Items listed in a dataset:
* * * *
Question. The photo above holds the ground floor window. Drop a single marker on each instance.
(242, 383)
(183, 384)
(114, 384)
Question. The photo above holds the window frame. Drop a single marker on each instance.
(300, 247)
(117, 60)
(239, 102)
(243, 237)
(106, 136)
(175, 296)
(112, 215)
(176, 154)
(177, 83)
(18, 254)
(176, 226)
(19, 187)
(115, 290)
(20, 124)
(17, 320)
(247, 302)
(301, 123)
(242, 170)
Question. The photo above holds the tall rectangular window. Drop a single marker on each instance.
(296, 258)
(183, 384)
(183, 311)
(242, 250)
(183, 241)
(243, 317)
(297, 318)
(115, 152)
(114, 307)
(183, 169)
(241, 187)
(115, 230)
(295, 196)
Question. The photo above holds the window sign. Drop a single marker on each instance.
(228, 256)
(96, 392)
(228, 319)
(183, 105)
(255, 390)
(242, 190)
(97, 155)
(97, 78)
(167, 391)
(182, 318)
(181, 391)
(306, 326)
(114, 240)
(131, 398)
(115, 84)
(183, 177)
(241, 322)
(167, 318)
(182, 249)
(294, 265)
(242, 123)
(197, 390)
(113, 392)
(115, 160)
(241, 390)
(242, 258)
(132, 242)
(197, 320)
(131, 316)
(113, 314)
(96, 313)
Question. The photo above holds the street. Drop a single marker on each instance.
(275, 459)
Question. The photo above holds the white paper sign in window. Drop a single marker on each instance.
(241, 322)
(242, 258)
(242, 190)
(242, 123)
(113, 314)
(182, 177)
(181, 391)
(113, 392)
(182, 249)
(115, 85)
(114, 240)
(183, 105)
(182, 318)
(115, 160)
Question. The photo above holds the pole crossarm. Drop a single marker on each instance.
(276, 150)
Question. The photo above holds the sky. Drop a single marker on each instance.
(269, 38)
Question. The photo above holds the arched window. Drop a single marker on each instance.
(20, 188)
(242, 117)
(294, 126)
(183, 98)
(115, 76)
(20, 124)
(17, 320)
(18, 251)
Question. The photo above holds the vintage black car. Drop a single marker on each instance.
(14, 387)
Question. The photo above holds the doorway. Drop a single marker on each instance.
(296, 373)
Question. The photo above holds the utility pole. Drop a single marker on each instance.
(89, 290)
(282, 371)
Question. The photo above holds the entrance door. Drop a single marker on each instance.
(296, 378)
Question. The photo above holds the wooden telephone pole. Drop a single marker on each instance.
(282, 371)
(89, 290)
* * * *
● **EXERCISE BRIEF**
Each entry above is to be transcribed word for word.

● **WRITTEN RESPONSE**
Question. The photo above holds the ground floor window. Drop a single marker on each instance.
(242, 383)
(183, 384)
(114, 384)
Question. The photo above holds the window frame. Drop a single marker on each instance.
(300, 247)
(117, 60)
(239, 102)
(243, 237)
(106, 136)
(175, 296)
(112, 215)
(176, 154)
(177, 83)
(18, 254)
(176, 226)
(19, 187)
(115, 290)
(20, 124)
(17, 320)
(247, 302)
(301, 123)
(242, 170)
Question. The photo above holds the tall rectangular window. Drop a single marker on each instance.
(296, 258)
(183, 384)
(183, 311)
(242, 250)
(183, 241)
(243, 317)
(297, 318)
(115, 152)
(114, 307)
(183, 169)
(241, 187)
(115, 230)
(295, 196)
Question. The photo above holds the window sign. Drop a single marker on each instance.
(228, 256)
(96, 392)
(228, 319)
(183, 105)
(255, 390)
(242, 190)
(97, 155)
(97, 78)
(167, 391)
(182, 318)
(181, 391)
(306, 326)
(114, 240)
(131, 398)
(115, 84)
(183, 177)
(241, 322)
(167, 318)
(182, 249)
(294, 265)
(242, 123)
(197, 390)
(113, 392)
(115, 160)
(241, 390)
(242, 258)
(132, 242)
(197, 320)
(131, 316)
(113, 314)
(96, 313)
Question. The photo above holds the street. Drop a single marker on each instance.
(275, 459)
Question. The photo above holds the white paper sign in window. Drop a single marker on each instance.
(241, 322)
(242, 258)
(242, 190)
(242, 123)
(113, 314)
(182, 177)
(181, 391)
(113, 392)
(182, 249)
(115, 85)
(114, 240)
(183, 105)
(182, 318)
(115, 160)
Question. The photo above holds the pole crossarm. Drop a single marker on each instance.
(276, 150)
Question. The photo above holds the sky. Drop a single marker on each instance.
(269, 38)
Question. The photo above holds the arched window. Drop a single marker on each instance.
(20, 188)
(242, 117)
(294, 126)
(183, 98)
(115, 76)
(20, 124)
(17, 320)
(18, 251)
Question. The photo above holds the vintage black car. Drop a single marker on each instance.
(14, 387)
Question. The photo above holds the doorway. Drop a single marker on each instance.
(296, 373)
Question. The photo above holds the utility pole. Drop a single marker on each instance.
(89, 290)
(282, 371)
Question. The photo above holds the entrance door. Drop a single marker on each instance.
(296, 378)
Question. The photo above holds the wooden telephone pole. Drop a single marker on each instance.
(282, 371)
(89, 290)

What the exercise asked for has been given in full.